> **Brief 1**
Copy out the whole mailing list reply about the pg_rewind patch, word for word.

> **Quoted text**
>>>>
Re: [Patch] pg_rewind: options to use restore_command from recovery.conf or command line

From: Michael Paquier <michael(at)paquier(dot)xyz>
To: Alexey Kondratov <a(dot)kondratov(at)postgrespro(dot)ru>
Cc: Alexander Korotkov <a(dot)korotkov(at)postgrespro(dot)ru>, Alvaro Herrera <alvherre(at)2ndquadrant(dot)com>, Liudmila Mantrova <l(dot)mantrova(at)postgrespro(dot)ru>, Thomas Munro <thomas(dot)munro(at)gmail(dot)com>, Andrey Borodin <x4mmm(at)yandex-team(dot)ru>, David Steele <david(at)pgmasters(dot)net>, Andres Freund <andres(at)anarazel(dot)de>, PostgreSQL-development <pgsql-hackers(at)postgresql(dot)org>, Dmitry Dolgov <9erthalion6(at)gmail(dot)com>, vladimirlesk(at)yandex-team(dot)ru, dsarafan(at)yandex-team(dot)ru
Subject: Re: [Patch] pg_rewind: options to use restore_command from recovery.conf or command line
Date: 2020-03-05 06:24:33
Message-ID: 20200305062433.GT2593@paquier.xyz
Views: Raw Message | Whole Thread | Download mbox | Resend email
Thread:
Lists: pgsql-hackers

On Wed, Mar 04, 2020 at 08:14:20PM +0300, Alexey Kondratov wrote:
> On 04.03.2020 10:45, Michael Paquier wrote:
> - *        Functions for finding and validating executable files
> + *        Functions for finding and validating from executables files
>
> There is probably something missing here. Finding and validating what? And
> 'executables files' does not seem to be correct as well.
<<<<
> **Provided information**
>>>>
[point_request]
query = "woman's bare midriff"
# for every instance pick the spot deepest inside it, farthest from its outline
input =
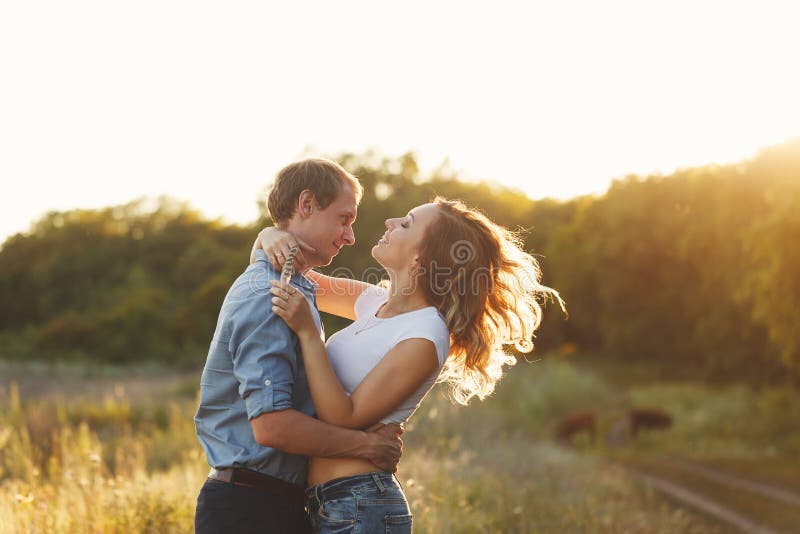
(324, 469)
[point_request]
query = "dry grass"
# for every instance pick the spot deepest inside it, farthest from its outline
(71, 463)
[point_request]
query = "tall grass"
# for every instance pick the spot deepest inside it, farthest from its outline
<<<<
> **Brief 2**
Convert all the lines of the records above, the ones that follow the mailing list reply, into a numbered list with no blank lines. Leave the pictures out of your answer.

> **Correct response 1**
Re: [Patch] pg_rewind: options to use restore_command from recovery.conf or command line

From: Michael Paquier <michael(at)paquier(dot)xyz>
To: Alexey Kondratov <a(dot)kondratov(at)postgrespro(dot)ru>
Cc: Alexander Korotkov <a(dot)korotkov(at)postgrespro(dot)ru>, Alvaro Herrera <alvherre(at)2ndquadrant(dot)com>, Liudmila Mantrova <l(dot)mantrova(at)postgrespro(dot)ru>, Thomas Munro <thomas(dot)munro(at)gmail(dot)com>, Andrey Borodin <x4mmm(at)yandex-team(dot)ru>, David Steele <david(at)pgmasters(dot)net>, Andres Freund <andres(at)anarazel(dot)de>, PostgreSQL-development <pgsql-hackers(at)postgresql(dot)org>, Dmitry Dolgov <9erthalion6(at)gmail(dot)com>, vladimirlesk(at)yandex-team(dot)ru, dsarafan(at)yandex-team(dot)ru
Subject: Re: [Patch] pg_rewind: options to use restore_command from recovery.conf or command line
Date: 2020-03-05 06:24:33
Message-ID: 20200305062433.GT2593@paquier.xyz
Views: Raw Message | Whole Thread | Download mbox | Resend email
Thread:
Lists: pgsql-hackers

On Wed, Mar 04, 2020 at 08:14:20PM +0300, Alexey Kondratov wrote:
> On 04.03.2020 10:45, Michael Paquier wrote:
> - *        Functions for finding and validating executable files
> + *        Functions for finding and validating from executables files
>
> There is probably something missing here. Finding and validating what? And
> 'executables files' does not seem to be correct as well.

> **Correct response 2**
1. [point_request]
2. query = "woman's bare midriff"
3. # for every instance pick the spot deepest inside it, farthest from its outline
4. input =
5. (324, 469)
6. [point_request]
7. query = "dry grass"
8. # for every instance pick the spot deepest inside it, farthest from its outline
9. (71, 463)
10. [point_request]
11. query = "tall grass"
12. # for every instance pick the spot deepest inside it, farthest from its outline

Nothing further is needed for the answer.